Dataset entries:
>>>

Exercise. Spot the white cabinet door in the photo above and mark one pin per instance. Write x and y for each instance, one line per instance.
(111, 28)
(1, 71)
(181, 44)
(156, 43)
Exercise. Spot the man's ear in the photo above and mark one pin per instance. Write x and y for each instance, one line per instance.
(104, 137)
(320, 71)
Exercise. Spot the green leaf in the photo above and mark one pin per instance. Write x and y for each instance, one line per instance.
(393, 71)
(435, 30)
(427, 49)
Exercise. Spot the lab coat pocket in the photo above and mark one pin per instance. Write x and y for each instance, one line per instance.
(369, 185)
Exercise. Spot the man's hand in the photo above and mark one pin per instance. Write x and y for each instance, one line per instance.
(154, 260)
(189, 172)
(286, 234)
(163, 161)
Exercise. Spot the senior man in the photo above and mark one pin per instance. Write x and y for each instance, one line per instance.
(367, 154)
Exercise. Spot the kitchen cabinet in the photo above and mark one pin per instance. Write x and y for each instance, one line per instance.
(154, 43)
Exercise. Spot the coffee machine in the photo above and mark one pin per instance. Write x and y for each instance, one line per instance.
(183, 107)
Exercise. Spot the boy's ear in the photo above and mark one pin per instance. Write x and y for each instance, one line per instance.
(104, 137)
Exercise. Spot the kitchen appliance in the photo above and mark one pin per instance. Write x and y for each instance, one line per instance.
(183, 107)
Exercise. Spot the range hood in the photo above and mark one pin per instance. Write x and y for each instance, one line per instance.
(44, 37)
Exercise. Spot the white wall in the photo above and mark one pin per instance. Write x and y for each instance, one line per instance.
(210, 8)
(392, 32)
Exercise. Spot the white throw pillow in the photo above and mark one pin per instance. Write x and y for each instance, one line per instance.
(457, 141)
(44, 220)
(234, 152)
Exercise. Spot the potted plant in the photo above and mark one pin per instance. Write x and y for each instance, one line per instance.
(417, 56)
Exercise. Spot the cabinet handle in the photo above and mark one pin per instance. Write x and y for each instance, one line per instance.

<<<

*Work required*
The lines to set down, exactly and with both ends included, run from the one containing "Exercise. Spot the kitchen cabinet" to the last line of the data above.

*Solution for this problem*
Exercise. Spot the kitchen cabinet in the photo above and mark one pin per instance. Write x and y for each instance, one line per instance.
(154, 43)
Exercise. Spot the coffee machine in the photo above and mark one pin per instance. Write x and y for each instance, one line per instance.
(183, 107)
Exercise. Spot the boy's ear in the photo above and mark one pin per instance. Write x and y for each instance, one line per instance.
(104, 137)
Exercise. Spot the kitchen appliance in the photo above and mark one pin per instance. Write x and y for each instance, one line per instance.
(183, 107)
Exercise. Spot the range hood in the photo above and mark one pin per instance. Write x and y for each instance, one line per instance.
(44, 37)
Exercise. Spot the white wall in the photo above and mark one pin per instance. Write x and y for each instance, one line per instance.
(210, 8)
(392, 32)
Exercise. Spot the white throw pillow in the photo above and mark one pin per instance. Write x and y for each instance, one line per instance.
(457, 141)
(44, 220)
(234, 152)
Exercise. Spot the potted plant in the photo above and mark one pin per instance. Write x and y for each instance, one line per instance.
(417, 56)
Exercise. Spot the cabinet handle in the photo above and mark one pin per instance. Write x and y for each instance, one line per instance.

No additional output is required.